**Entries taken from a collection:**

________

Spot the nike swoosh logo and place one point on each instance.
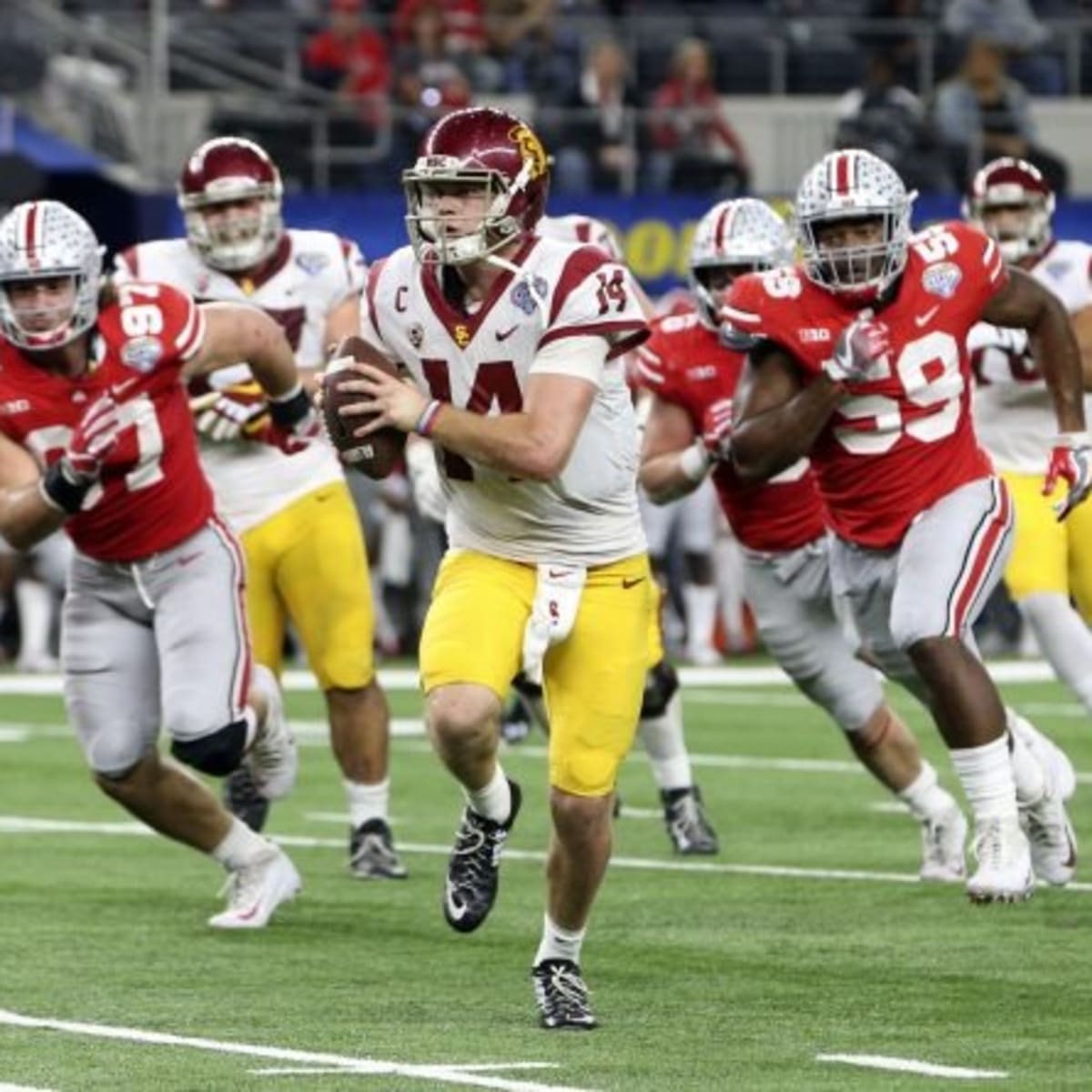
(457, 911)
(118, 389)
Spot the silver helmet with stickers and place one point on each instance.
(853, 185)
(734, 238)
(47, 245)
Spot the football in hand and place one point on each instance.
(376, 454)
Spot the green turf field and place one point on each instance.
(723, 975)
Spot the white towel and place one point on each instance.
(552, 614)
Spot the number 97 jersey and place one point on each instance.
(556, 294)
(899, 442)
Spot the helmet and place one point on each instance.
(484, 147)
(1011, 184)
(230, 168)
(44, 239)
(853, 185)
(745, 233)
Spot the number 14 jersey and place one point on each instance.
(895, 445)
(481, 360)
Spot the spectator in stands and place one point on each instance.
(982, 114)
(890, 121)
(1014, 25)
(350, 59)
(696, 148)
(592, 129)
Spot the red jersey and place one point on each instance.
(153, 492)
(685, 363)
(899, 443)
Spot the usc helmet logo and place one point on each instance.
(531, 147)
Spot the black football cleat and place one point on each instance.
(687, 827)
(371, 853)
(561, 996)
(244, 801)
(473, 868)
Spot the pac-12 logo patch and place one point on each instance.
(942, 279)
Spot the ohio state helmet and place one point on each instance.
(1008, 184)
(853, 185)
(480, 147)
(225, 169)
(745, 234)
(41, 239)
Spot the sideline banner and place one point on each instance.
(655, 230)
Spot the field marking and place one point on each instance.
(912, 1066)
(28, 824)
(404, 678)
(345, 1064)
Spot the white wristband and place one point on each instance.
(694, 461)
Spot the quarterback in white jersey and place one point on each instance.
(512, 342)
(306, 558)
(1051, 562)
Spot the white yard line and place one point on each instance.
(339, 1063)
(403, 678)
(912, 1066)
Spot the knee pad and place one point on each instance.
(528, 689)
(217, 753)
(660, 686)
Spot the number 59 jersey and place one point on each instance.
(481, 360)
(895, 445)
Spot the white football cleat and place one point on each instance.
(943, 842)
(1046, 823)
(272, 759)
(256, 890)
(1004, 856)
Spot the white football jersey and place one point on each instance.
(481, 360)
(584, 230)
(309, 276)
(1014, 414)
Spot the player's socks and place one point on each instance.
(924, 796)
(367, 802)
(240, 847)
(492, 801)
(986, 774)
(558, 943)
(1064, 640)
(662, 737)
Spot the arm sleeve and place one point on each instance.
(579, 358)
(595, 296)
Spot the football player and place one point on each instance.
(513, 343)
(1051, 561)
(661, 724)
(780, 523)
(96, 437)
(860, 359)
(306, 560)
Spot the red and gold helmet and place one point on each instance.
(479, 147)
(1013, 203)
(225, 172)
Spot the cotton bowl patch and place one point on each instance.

________

**EXERCISE AIM:** The answer consists only of the lines from the one containing "Spot the player's" to the end of the records, each written out exactly.

**RESULT OF THE TASK:**
Spot the player's socks and place one point on each instance.
(924, 796)
(367, 802)
(240, 847)
(492, 801)
(986, 774)
(558, 943)
(1064, 640)
(662, 737)
Spot the arm sleeve and place one point on each instance.
(579, 358)
(595, 296)
Spot the football player and place one point on each instance.
(513, 343)
(1051, 561)
(661, 724)
(780, 523)
(96, 437)
(860, 359)
(306, 560)
Spot the red and gold helmet and place one point on each instance.
(479, 147)
(1013, 203)
(225, 172)
Spot the cotton bowl patch and place one point on each instance.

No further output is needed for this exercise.